CHALLENGE: Can you arrange the entries as a numbered list, skipping blank lines, for only the stretch that opens at the very start of the entries and closes with the line containing "313), (623, 239)]", including that line?

DATA PROVIDED:
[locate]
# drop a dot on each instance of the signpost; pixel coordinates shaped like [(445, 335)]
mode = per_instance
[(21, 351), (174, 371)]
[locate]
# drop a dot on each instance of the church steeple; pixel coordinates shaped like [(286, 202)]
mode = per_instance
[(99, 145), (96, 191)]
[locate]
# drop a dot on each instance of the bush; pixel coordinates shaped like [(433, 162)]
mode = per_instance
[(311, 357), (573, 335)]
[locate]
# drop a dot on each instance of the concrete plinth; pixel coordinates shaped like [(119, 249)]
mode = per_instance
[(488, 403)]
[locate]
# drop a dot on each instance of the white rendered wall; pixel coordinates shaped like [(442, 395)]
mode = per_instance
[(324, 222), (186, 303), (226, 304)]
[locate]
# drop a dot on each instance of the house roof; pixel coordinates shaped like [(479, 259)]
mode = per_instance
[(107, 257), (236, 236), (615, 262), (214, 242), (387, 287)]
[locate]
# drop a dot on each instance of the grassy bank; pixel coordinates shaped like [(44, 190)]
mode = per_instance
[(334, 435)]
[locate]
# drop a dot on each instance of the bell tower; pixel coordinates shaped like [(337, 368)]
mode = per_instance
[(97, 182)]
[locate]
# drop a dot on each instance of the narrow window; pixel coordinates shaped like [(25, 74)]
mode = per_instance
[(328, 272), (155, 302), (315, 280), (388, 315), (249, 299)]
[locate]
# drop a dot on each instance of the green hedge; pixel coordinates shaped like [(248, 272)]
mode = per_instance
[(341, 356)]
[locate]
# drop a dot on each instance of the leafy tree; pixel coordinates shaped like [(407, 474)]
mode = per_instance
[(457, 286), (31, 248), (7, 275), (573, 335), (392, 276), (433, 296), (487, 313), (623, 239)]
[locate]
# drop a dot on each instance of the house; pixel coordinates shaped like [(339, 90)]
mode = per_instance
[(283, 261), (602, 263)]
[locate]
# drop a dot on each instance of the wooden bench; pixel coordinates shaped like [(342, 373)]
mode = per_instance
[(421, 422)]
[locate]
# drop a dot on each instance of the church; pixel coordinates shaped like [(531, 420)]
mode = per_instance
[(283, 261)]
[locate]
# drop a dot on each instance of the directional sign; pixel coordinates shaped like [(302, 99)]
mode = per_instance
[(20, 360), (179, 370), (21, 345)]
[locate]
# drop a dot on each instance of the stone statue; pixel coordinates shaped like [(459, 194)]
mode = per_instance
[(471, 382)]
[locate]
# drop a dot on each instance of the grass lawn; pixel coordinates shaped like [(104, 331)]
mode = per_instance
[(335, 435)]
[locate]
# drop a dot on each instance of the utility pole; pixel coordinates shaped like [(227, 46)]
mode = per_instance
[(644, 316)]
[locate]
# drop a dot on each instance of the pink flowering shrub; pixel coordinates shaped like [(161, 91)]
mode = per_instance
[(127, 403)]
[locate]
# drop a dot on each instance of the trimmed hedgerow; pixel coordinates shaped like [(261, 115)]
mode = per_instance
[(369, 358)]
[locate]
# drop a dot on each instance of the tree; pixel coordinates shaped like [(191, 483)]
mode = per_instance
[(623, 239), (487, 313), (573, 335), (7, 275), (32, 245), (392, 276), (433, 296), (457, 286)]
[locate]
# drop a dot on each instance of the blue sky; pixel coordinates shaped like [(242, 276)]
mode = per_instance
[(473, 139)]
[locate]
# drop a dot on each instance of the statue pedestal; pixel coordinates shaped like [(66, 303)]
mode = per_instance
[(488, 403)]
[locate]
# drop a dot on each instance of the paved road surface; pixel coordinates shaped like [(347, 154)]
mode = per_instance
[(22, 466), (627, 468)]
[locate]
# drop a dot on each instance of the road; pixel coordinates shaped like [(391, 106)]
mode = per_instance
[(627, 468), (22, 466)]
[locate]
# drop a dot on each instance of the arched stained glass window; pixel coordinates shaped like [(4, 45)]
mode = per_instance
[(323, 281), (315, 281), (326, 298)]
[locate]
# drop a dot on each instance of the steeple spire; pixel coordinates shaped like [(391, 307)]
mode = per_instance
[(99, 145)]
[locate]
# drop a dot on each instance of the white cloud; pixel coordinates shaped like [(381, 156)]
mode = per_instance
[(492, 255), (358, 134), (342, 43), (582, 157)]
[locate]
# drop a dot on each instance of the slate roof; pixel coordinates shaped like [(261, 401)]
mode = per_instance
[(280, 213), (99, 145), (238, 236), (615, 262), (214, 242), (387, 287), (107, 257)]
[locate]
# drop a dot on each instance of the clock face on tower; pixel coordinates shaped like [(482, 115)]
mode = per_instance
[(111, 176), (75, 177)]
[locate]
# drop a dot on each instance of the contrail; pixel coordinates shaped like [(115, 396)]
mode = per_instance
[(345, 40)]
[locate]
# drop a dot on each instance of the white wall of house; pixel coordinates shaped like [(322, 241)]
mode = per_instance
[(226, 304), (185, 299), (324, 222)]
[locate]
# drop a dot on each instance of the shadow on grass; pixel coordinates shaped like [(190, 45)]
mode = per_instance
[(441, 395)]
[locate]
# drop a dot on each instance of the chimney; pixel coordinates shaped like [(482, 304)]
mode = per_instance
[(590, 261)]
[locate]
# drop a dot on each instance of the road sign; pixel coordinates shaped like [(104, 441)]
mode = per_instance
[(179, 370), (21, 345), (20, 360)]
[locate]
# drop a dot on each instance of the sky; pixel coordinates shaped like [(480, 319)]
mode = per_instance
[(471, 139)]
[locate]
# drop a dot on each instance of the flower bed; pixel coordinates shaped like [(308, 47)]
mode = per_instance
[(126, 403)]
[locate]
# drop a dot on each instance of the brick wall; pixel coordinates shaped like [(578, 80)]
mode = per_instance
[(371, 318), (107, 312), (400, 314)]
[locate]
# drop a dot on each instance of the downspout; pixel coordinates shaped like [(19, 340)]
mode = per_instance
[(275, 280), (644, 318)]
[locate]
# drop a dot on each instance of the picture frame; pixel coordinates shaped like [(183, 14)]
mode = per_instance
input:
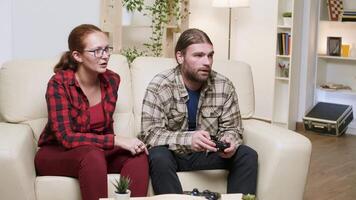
[(334, 46)]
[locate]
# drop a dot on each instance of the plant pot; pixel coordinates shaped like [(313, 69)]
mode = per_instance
[(287, 21), (125, 196), (127, 16)]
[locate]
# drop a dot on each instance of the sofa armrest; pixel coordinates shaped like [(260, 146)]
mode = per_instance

RESULT:
1. [locate]
2. # drop a dot on each instance of the signpost; pixel coordinates shaped like [(445, 335)]
3. mode = per_instance
4. [(21, 351), (174, 371)]
5. [locate]
6. # drop a dot on each instance of the church steeple; pixel coordinates shaped like [(286, 202)]
7. mode = per_instance
8. [(99, 145), (96, 191)]
9. [locate]
10. # drop a dot on each instance of the bush; pixel coordinates shaped like [(433, 162)]
11. mode = per_instance
12. [(311, 357), (573, 335)]
13. [locate]
14. # drop a dot on each instance of the concrete plinth; pixel coordinates shaped like [(119, 249)]
15. mode = per_instance
16. [(488, 403)]
17. [locate]
18. # drop a dot on each instance of the white rendered wall; pixel coordinates shaped like [(442, 395)]
19. mode = per_instance
20. [(324, 222), (186, 303), (226, 304)]
21. [locate]
22. # drop a dot on each instance of the house roof; pixel coordinates shaped like [(479, 259)]
23. mode = per_instance
24. [(107, 257), (236, 236), (615, 262), (214, 242), (387, 287)]
25. [locate]
26. # drop a dot on each instance of the grassy bank; pixel coordinates shaped like [(44, 190)]
27. mode = per_instance
28. [(334, 435)]
29. [locate]
30. # drop a dot on each instance of the bell tower; pixel coordinates shaped like [(337, 368)]
31. mode = per_instance
32. [(97, 182)]
33. [locate]
34. # drop a dot on each instance of the narrow window; pixel coordinates shaped like [(25, 74)]
35. mode = per_instance
36. [(328, 272), (155, 302), (315, 280), (388, 315), (249, 299)]
37. [locate]
38. # drop a dot on each instance of the green hedge; pixel coordinates shaped like [(248, 272)]
39. mode = per_instance
40. [(341, 356)]
41. [locate]
42. # drop a dot on each instance of the leafy tree; pixel coordinates shaped like [(407, 474)]
43. mode = per_instance
44. [(457, 286), (31, 248), (7, 275), (573, 335), (392, 276), (433, 296), (487, 313), (623, 239)]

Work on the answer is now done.